======== Documento di origine ========
1. La famiglia di fronte all'handicap

Essere genitore di un bambino con handicap, non è un ruolo che una persona sceglie. Nessuno chiede di esserlo, né c’è chi è preparato ad una responsabilità così faticosa e impegnativa: è un compito difficile, che spesso atterrisce e demoralizza.

La nascita di un bambino disabile costituisce un evento fortemente destabilizzante per qualsiasi famiglia, sovente distrugge con violenza gli equilibri preesistenti, impone problemi complessi e per lo più sconosciuti ai genitori.

Per molto tempo l'handicap, nel suo impatto sulla famiglia, è stato esaminato come uno "stress", mentre gli atteggiamenti genitoriali sono stati prevalentemente inquadrati come una reazione a tale stress in termini di uso difensivo delle risorse psichiche individuali e di coppia. Senza dubbio lo stress gioca un ruolo basilare nella situazioni di handicap e nel determinare le reazioni dei genitori, ma vanno altresì richiamati altri concetti che servono per definire la complessa materia di cui stiamo parlando.

Preferibilmente la reazione familiare alla nascita di un bambino handicappato può essere assimilata ad un "dolore morale cronico", ma non è accettabile che le dinamiche familiari si cristallizzino in uno stato, irreparabile e irreversibile, di "disperazione controllata". Tra questa e le altre forme reattive, di rassegnazione, di negazione ecc., è possibile rintracciare una serie di reazioni positive, di "riparazione del vulnus" e di "adattamento maturativo”.

La storia degli studi riguardanti le dinamiche familiari collegate all'handicap di un figlio è abbastanza recente e l'esordio di tali ricerche può essere collocato agli anni '50; è impossibile rintracciare opere valide scientificamente che affrontano l'argomento prima di questa data.

Uno dei primi significativi studiosi dell'argomento fu Farber, autore di due importanti saggi del 1959 e del 1960, il quale ha il merito di aver prospettato la necessità di un approccio globale alla famiglia del bambino portatore di handicap.

Farber, nei suoi saggi, descrive le ripercussioni che la nascita di un bambino handicappato produce rispetto alla stabilità della famiglia. Egli ipotizza che le famiglie passino attraverso vari stadi: il ciclo inizia con il matrimonio e la nascita del primo figlio, il secondo periodo comprende gli anni della scuola materna, il terzo comincia quando il figlio più piccolo è preadolescente. La sequenza si esaurisce quando tutti i figli sono diventati adulti e giunti al matrimonio. Nel caso di un figlio handicappato, il ciclo si arresta o rimane incompiuto; indipendentemente dall'età, il bambino handicappato assume il ruolo sociale di figlio più piccolo. In questa maniera, secondo Farber, la famiglia non riesce a superare lo stadio della preadolescenza e pertanto il processo di integrazione familiare rimane incompleto.

Il primo approccio alle famiglie dei bambini portatori di handicap, si riassume nella tesi che "un bambino handicappato costituisce un fattore di stress di per sé ineliminabile, che non può non incidere negativamente sul benessere e sul funzionamento della famiglia."
========
● Dettagli del compito:
In base al testo sulla famiglia di fronte all'handicap, spiega in una-tre frasi perché, secondo Farber, con un figlio handicappato il processo di integrazione familiare rimane incompleto.
======== Dati registrati ========
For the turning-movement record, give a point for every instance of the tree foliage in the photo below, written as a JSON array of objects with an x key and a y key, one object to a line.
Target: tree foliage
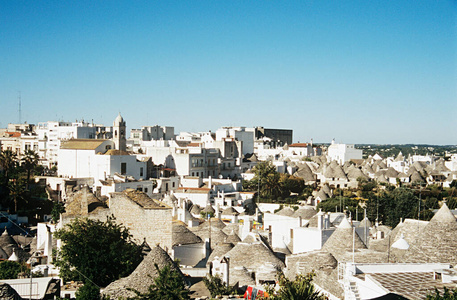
[
  {"x": 447, "y": 295},
  {"x": 96, "y": 251},
  {"x": 216, "y": 286},
  {"x": 168, "y": 285},
  {"x": 10, "y": 269},
  {"x": 57, "y": 209},
  {"x": 88, "y": 292},
  {"x": 301, "y": 288},
  {"x": 273, "y": 185}
]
========
● La risposta:
Secondo Farber, con un figlio handicappato il ciclo degli stadi familiari si arresta o rimane incompiuto, perché il bambino, indipendentemente dall'età, assume il ruolo sociale di figlio più piccolo. Per questo la famiglia non riesce a superare lo stadio della preadolescenza.